_任务要求 1_
请把《Flink SQL Client集成Hive》一文中的“最后会补充说明Flink-1.13.1的使用方法”这句话译成英文。
_任务要求 2_
请一字不差地抄写《Flink SQL Client集成Hive》一文的一段，从含有“# A typical temporal”的那几个词开始，到“table functions here.”这几个词结束。
_任务要求 3_
请从《Flink SQL Client集成Hive》一文最后显示的一句之后接着往下写。

_阅读材料_
Flink SQL Client集成Hive

环境

CDH-6.3.2
Flink-1.12.2
最后会补充说明Flink-1.13.1的使用方法

准备

flink-1.12.2/lib目录需要放如下jar包

flink-sql-connector-hive-2.2.0_2.11-1.12.0.jar
hadoop-common-3.0.0-cdh6.3.2.jar
hadoop-mapreduce-client-common-3.0.0-cdh6.3.2.jar
hadoop-mapreduce-client-core-3.0.0-cdh6.3.2.jar
hadoop-mapreduce-client-hs-3.0.0-cdh6.3.2.jar
hadoop-mapreduce-client-jobclient-3.0.0-cdh6.3.2.jar

启动Flink Session on YARN

export HADOOP_CLASSPATH=`hadoop classpath`
./bin/yarn-session.sh --detached

配置sql-client-defaults.yaml

此配置文件在flink-1.12.2/conf目录下,修改后如下:

#==============================================================================
# Tables
#==============================================================================

# Define tables here such as sources, sinks, views, or temporal tables.

tables: [] # empty list
# A typical table source definition looks like:
# - name: ...
#   type: source-table
#   connector: ...
#   format: ...
#   schema: ...

# A typical view definition looks like:
# - name: ...
#   type: view
#   query: "SELECT ..."

# A typical temporal table definition looks like:
# - name: ...
#   type: temporal-table
#   history-table: ...
#   time-attribute: ...
#   primary-key: ...


#==============================================================================
# User-defined functions
#==============================================================================

# Define scalar, aggregate, or table functions here.

functions: [] # empty list
# A typical function definition looks like:
# - name: ...
#   from: class
#   class: ...
#   constructor: ...


#==============================================================================
# Catalogs
#==============================================================================

# Define catalogs here.

catalogs:
  - name: myhive
    type: hive
    hive-conf-dir: /etc/hive/conf
    hive-version: 2.1.1
    default-database: test

#==============================================================================
# Modules
#==============================================================================

# Define modules here.

_已保存条目_
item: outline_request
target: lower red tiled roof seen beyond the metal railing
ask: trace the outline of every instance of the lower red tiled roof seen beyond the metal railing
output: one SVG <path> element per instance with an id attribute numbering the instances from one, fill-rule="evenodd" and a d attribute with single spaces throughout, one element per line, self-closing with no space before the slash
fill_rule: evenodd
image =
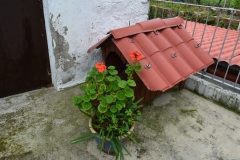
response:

_作答区 1_
The usage of Flink-1.13.1 will be explained at the end.

_作答区 2_
# A typical temporal table definition looks like:
# - name: ...
#   type: temporal-table
#   history-table: ...
#   time-attribute: ...
#   primary-key: ...


#==============================================================================
# User-defined functions
#==============================================================================

# Define scalar, aggregate, or table functions here.

_作答区 3_
#modules: # note the following modules will be of the order they are specified
#  - name: core
#    type: core

#==============================================================================
# Execution properties
#==============================================================================

# Properties that change the fundamental execution behavior of a table program.

execution:
  # select the implementation responsible for planning table programs
  # possible values are 'blink' (used by default) or 'old'
  planner: blink
  # 'batch' or 'streaming' execution
  type: batch
  # allow 'event-time' or only 'processing-time' in sources
  time-characteristic: processing-time
  # interval in ms for emitting periodic watermarks
  periodic-watermarks-interval: 200
  # 'changelog', 'table' or 'tableau' presentation of results
  result-mode: table
  # maximum number of maintained rows in 'table' presentation of results
  max-table-result-rows: 100
  # parallelism of the program
  # parallelism: 1
  # maximum parallelism
  max-parallelism: 128
  # minimum idle state retention in ms
  min-idle-state-retention: 0
  # maximum idle state retention in ms
  max-idle-state-retention: 0
  # current catalog ('default_catalog' by default)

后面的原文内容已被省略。